==== Document extract

Designing the new async-native ClickHouse Python client

Introduction

clickhouse-connect is the official ClickHouse Python client. It's open source, Apache-2.0 licensed, and the code can be found on GitHub. It's available on PyPI and can be installed with pip install clickhouse-connect.

Work on the project started in February 2022 and was first published to PyPI at v0.2.8 in September 2022. The original author built it out as a side project, and for the first 2.5 years the focus was on building out a feature-rich sync client, which it has become.

An async-native client had been a popular request for some time, but without a dedicated resource it just wasn't going to happen quickly. As a workaround, in July 2024 we followed the common pattern of wrapping the sync client in a thread pool executor. This was performant enough and unblocked users who needed clickhouse-connect in async contexts. It worked well (and still does) for many use cases, but it carries inherent limitations like thread pool exhaustion under high concurrency, threads contending for the GIL (global interpreter lock), and the memory overhead of maintaining OS thread stacks.

========
==== Given records

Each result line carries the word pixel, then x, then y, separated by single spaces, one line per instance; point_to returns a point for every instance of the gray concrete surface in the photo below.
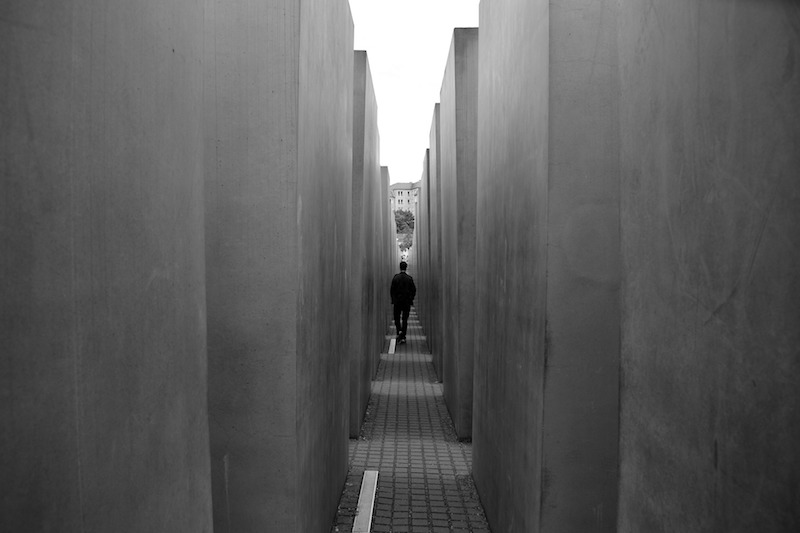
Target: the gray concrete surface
pixel 711 266
pixel 580 436
pixel 458 166
pixel 279 118
pixel 366 336
pixel 103 367
pixel 435 225
pixel 422 243
pixel 511 262
pixel 548 267
pixel 389 233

========

- Required task A -
Rewrite the part of the client article running from "Work on the" down to "it has become.", putting "hobby project" in place of "side project".
- Required task B -
Return, word for word, everything in the rows from their start down to the line containing "pixel 103 367", with both ends included and the pictures left out.
The client article and the rows are unrelated material.

- Expected answer A -
Work on the project started in February 2022 and was first published to PyPI at v0.2.8 in September 2022. The original author built it out as a hobby project, and for the first 2.5 years the focus was on building out a feature-rich sync client, which it has become.

- Expected answer B -
Each result line carries the word pixel, then x, then y, separated by single spaces, one line per instance; point_to returns a point for every instance of the gray concrete surface in the photo below.
Target: the gray concrete surface
pixel 711 266
pixel 580 436
pixel 458 166
pixel 279 118
pixel 366 336
pixel 103 367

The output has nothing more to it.